In the lines below, swap every "innermost point" for "center point" and keep everything else the same, leaving out the pictures.

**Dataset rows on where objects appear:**
================================

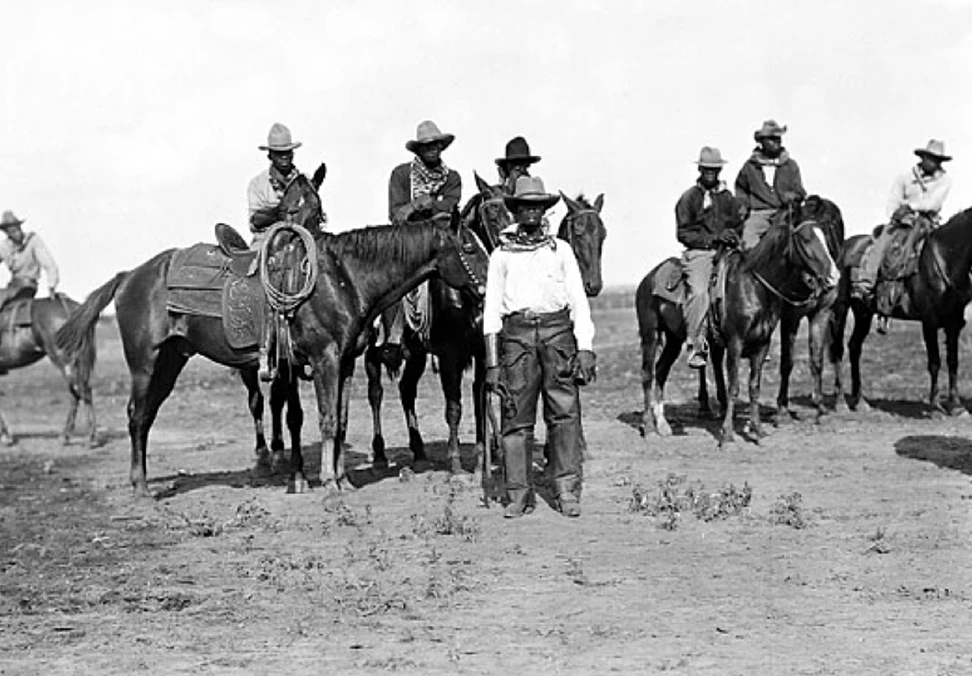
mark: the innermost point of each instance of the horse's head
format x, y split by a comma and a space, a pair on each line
798, 245
486, 212
584, 230
461, 257
302, 204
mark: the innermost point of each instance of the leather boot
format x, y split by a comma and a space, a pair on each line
520, 503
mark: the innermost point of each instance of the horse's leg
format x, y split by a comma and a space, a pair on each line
930, 333
862, 325
756, 361
254, 400
718, 356
152, 383
408, 391
662, 367
327, 388
835, 348
376, 393
952, 331
789, 324
450, 375
733, 352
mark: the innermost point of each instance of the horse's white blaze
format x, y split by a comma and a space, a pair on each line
833, 276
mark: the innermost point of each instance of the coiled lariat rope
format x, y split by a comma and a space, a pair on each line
281, 301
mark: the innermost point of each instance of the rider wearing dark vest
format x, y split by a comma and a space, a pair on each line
422, 189
26, 257
768, 181
706, 216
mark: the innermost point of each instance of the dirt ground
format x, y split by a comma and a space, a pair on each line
838, 548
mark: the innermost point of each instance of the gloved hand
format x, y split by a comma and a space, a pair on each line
729, 238
422, 202
492, 381
585, 367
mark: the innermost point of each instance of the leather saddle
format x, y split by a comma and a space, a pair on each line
219, 281
670, 284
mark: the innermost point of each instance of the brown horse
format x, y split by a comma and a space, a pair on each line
361, 272
23, 345
790, 265
936, 296
455, 332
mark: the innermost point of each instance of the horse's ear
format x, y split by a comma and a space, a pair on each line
480, 183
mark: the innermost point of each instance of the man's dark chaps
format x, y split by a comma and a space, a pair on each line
537, 352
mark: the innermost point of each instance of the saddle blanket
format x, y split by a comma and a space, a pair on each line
204, 281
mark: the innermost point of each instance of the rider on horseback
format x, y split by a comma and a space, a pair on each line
915, 205
706, 215
26, 256
768, 182
263, 195
420, 190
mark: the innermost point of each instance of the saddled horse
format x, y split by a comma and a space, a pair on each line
455, 328
791, 264
359, 273
27, 329
936, 295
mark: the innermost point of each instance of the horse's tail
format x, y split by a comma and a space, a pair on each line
76, 337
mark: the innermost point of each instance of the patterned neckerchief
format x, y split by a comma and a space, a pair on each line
425, 180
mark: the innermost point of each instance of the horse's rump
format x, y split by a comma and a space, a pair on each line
203, 281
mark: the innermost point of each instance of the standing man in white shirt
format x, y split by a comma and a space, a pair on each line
539, 339
915, 203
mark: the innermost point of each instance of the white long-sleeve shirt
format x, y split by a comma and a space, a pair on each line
546, 279
920, 192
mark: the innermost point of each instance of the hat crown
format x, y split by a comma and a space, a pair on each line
770, 128
9, 218
427, 131
710, 157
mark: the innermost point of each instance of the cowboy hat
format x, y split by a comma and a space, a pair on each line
9, 220
517, 150
529, 190
936, 149
279, 139
770, 129
428, 132
710, 158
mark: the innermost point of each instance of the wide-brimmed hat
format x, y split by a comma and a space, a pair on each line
279, 139
428, 132
770, 129
529, 190
710, 158
936, 149
9, 220
517, 150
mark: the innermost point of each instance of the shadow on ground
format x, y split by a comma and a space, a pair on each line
946, 452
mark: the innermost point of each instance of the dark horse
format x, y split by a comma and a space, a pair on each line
936, 296
23, 345
360, 273
791, 264
455, 330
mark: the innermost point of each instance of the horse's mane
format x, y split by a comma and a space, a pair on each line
385, 243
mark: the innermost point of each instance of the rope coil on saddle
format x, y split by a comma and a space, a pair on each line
281, 301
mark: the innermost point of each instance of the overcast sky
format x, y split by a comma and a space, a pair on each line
131, 127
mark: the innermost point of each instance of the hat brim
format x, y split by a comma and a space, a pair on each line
530, 159
445, 139
921, 152
283, 148
545, 201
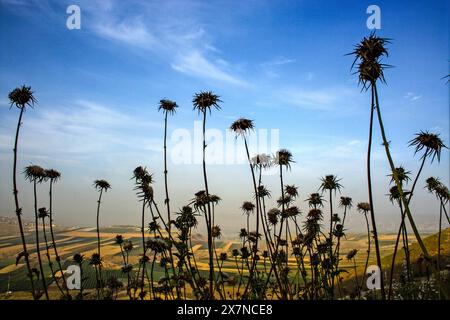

================================

**WRITTEN SOLUTION:**
mark: the center point of each instance of the horse's head
format x, y split by a comma and a space, a pair on each line
798, 245
486, 212
584, 230
461, 257
302, 204
mark: the center point of each instance of the leather boot
format x, y split by a comma and a space, a pair on each line
520, 503
mark: the center point of each instance of the horse's leg
format x, y split by a comma and a space, a pair on each line
930, 333
862, 325
756, 361
254, 400
718, 356
152, 383
408, 391
662, 367
327, 388
835, 348
376, 393
952, 331
789, 324
450, 375
733, 352
mark: the center point of each instance of the horse's white blaze
format x, y split by a comma and a space, a pair on each line
833, 276
mark: the center point of each instance of the coiled lariat rope
format x, y split by a comma and a space, a pair on each line
281, 301
mark: the center point of each instance of the rider wearing dark vest
format x, y split by a comma and a space, a pair on each line
422, 189
26, 257
768, 181
706, 216
mark: the center point of each instance of the dirt ground
format x, y split by a comma and a space, a pair on each line
838, 548
mark: the center point of each instance of the gloved hand
format x, y split by a comma and a space, a pair on each line
729, 238
422, 202
492, 381
585, 367
mark: the center point of each instance of the leather saddle
format x, y split by a comma and a space, a pair on each line
219, 281
670, 284
mark: the center point of each instance of the brown horse
format x, y split by a comma and a space, a pair on each line
361, 272
23, 345
790, 265
936, 296
455, 332
mark: the center point of each instance of the horse's ear
format x, y split by a comma and a space, a pair on each line
480, 183
mark: the center point of each instance of the man's dark chaps
format x, y split by a comma and a space, a pair on each line
537, 352
mark: the center point of each instance of the saddle blanket
format x, y split by a comma and a space, a pair on each line
204, 281
mark: the center point of each instance of the rider on horseback
format x, y split by a comma and a space, a pair on each line
915, 205
706, 215
26, 256
768, 182
263, 195
420, 190
mark: the center point of each instance of the saddled horse
format x, y split by a comma and a space, a pair on each line
455, 328
791, 264
359, 273
27, 329
936, 295
mark: the center point of each instance of the horse's tail
format x, y split by a comma and a space, a pair on each line
76, 337
mark: the center point of each instance of the patterned neckerchief
format x, y split by a comma and a space, a pair on each line
425, 180
mark: the center point of each instance of the horse's rump
format x, y split by a comma and a space, a pair on each line
203, 281
mark: the center point of each instance of the standing man in white shirt
format x, y split by a comma and a space, a pair on each line
539, 339
915, 203
mark: the center point of each instance of the white long-sleeve shirt
format x, y split by a comma and a space, a pair on each line
546, 279
920, 192
mark: the center point of each instance of the hat crown
format x, y split by a comma and a space, a pair on each line
770, 128
9, 218
427, 131
710, 157
mark: the center point of each instance of the cowboy hat
format x, y split by a comma and a space, a pair on each line
9, 220
517, 150
529, 190
936, 149
279, 139
770, 129
428, 132
710, 158
mark: the center point of each instance of the wide-brimmed hat
format x, y split by a comma and a space, a pair on each line
279, 139
428, 132
770, 129
529, 190
710, 158
936, 149
9, 220
517, 150
mark: the center point of each instance of the shadow on ground
format x, y split by a comma and a space, a pair on each line
946, 452
mark: the center point of each instance of the dark horse
format x, y split by a comma and a space, a pair on each line
936, 296
23, 345
360, 273
791, 264
455, 330
mark: the center point of each instance of the horse's mane
format x, y split by a comma and a space, a pair on each line
385, 243
mark: the center point of each instance of the rope coil on saddle
format x, y split by a comma and a space, a pair on each line
281, 301
mark: the center point of each instance of the overcast sky
format x, y split by a comma and a space, a pair on each line
131, 127
mark: the center point of each instance of the hat brim
format x, y split by a comma and a space, a pair on each line
530, 159
445, 139
921, 152
283, 148
545, 201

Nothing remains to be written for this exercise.